● **Material for this task**:
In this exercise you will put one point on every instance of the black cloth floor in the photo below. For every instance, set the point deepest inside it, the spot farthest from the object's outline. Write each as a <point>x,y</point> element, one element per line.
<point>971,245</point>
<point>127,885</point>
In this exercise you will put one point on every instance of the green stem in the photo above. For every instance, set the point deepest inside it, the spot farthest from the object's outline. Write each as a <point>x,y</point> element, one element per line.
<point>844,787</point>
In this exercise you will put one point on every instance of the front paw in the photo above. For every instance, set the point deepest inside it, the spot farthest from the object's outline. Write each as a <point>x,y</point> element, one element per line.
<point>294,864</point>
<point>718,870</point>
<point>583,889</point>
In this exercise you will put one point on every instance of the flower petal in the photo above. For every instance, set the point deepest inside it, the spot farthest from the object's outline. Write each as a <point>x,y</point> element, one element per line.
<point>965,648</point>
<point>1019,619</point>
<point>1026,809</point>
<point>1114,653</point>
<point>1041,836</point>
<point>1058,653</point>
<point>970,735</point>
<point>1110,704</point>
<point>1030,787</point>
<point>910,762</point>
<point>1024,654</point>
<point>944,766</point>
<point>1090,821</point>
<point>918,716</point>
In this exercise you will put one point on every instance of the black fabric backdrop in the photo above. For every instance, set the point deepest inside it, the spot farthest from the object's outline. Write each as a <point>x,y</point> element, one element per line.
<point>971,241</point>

● **The task**: Reproduce without any change the rows beginning with the one that contains "of the front" and continuing through the final row above, with both of those rows included.

● **Reply**:
In this exercise you will put one point on every instance of the front paw in the photo above. For every instance, set the point deepest inside it, the spot farthest from the object's outline. Write each as a <point>x,y</point> element, one element per line.
<point>294,864</point>
<point>718,870</point>
<point>583,889</point>
In this exercise you will put one point on every instance of the flower petal in the photo above. For every instance, set the point deepest inside it, the spot farthest from the object's outline. Write each as a <point>x,y</point> element, one element per line.
<point>965,648</point>
<point>1019,619</point>
<point>1026,809</point>
<point>1114,653</point>
<point>1041,836</point>
<point>1058,653</point>
<point>970,735</point>
<point>1110,704</point>
<point>1030,787</point>
<point>910,762</point>
<point>1024,654</point>
<point>944,766</point>
<point>1090,821</point>
<point>918,716</point>
In this exercise you will put one point on every instance of the black fabric backdrop in the photo above. For every instance, set the point deepest inside it, the spot farthest from the object's outline. Write each as a <point>x,y</point> element, one element per line.
<point>971,241</point>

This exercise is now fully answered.